(Data for this exercise)
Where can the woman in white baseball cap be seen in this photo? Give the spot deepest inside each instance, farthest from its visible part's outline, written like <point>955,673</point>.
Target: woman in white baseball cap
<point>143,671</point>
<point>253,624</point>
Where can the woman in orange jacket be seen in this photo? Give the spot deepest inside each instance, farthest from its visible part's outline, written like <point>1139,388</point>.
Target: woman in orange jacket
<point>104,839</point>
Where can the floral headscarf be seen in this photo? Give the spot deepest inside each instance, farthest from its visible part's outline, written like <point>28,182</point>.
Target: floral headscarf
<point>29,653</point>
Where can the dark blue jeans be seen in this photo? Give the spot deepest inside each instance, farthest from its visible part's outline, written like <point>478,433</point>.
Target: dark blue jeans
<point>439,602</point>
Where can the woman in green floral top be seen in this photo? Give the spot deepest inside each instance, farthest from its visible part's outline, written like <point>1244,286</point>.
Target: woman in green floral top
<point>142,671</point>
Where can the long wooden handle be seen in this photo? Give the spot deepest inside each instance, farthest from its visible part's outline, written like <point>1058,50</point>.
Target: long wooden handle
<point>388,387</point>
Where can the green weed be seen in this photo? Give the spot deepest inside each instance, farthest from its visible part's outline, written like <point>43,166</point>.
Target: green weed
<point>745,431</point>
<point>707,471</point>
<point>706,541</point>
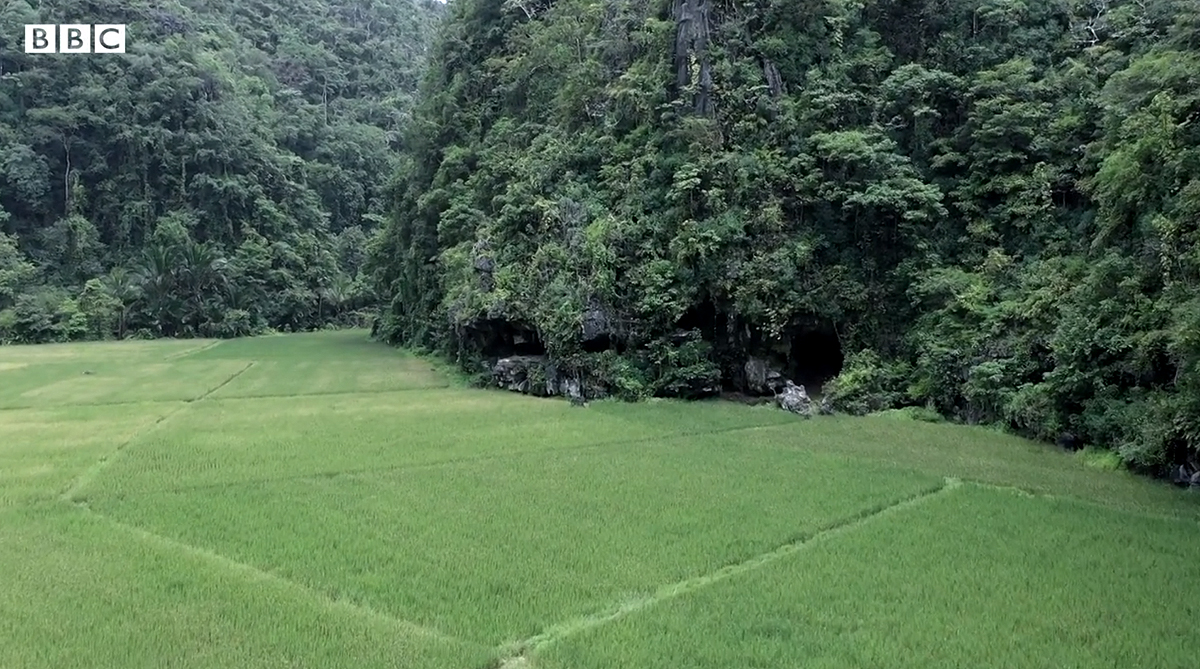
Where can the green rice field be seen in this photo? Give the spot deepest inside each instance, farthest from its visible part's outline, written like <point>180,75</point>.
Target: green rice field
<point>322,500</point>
(End Data for this exercise)
(Data for this exercise)
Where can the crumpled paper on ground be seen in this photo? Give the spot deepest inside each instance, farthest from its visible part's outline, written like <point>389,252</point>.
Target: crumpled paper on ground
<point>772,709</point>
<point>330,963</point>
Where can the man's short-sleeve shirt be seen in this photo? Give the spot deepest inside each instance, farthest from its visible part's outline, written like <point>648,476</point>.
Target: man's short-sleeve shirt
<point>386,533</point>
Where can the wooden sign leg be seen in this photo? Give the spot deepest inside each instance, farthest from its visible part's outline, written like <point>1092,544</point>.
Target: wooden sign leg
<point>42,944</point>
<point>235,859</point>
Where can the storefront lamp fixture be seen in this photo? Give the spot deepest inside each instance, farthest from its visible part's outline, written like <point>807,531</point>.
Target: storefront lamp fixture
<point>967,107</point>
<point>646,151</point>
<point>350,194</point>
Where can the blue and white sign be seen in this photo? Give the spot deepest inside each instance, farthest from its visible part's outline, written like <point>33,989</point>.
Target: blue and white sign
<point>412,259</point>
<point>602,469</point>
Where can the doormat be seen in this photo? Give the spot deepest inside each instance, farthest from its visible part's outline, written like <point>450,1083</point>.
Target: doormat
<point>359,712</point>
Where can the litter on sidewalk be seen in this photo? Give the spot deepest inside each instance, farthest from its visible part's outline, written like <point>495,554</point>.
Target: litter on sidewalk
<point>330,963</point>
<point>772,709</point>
(End Data for this exercise)
Work instruction » Everything above from the line with "Where can the woman in white" to the line with "Where can the green weed", both included, must be repeated exactly, and nothing outside that range.

Result of the exercise »
Where can the woman in white baseball cap be seen in this photo? Give the spot deepest inside each instance, farthest from its visible part's outline, written like <point>955,673</point>.
Target: woman in white baseball cap
<point>143,671</point>
<point>253,624</point>
Where can the woman in orange jacket be seen in this photo? Give the spot deepest inside each instance, farthest from its visible part's outline, written like <point>1139,388</point>.
Target: woman in orange jacket
<point>104,839</point>
Where can the floral headscarf be seen in this photo? Give the spot deepest inside each instance, farthest from its visible part's outline, written like <point>28,182</point>.
Target: floral headscarf
<point>29,653</point>
Where can the dark blue jeans be seen in this photo? Give the spot deepest inside each instance, farthest from its visible part's outline, written like <point>478,433</point>.
Target: dark blue jeans
<point>439,602</point>
Where can the woman in green floral top be seen in this photo? Give the spot deepest inside each instance, farthest from its visible part's outline, written like <point>1244,286</point>.
Target: woman in green floral top
<point>142,671</point>
Where can the long wooden handle be seen in this photo? Give the spot deepest inside each instance, farthest from its visible part's outline, written like <point>1058,50</point>.
Target: long wooden handle
<point>388,387</point>
Where can the green weed be seen in this photo? Give the spot deepest inside each instance, farthest from its visible part's outline, written like <point>43,166</point>.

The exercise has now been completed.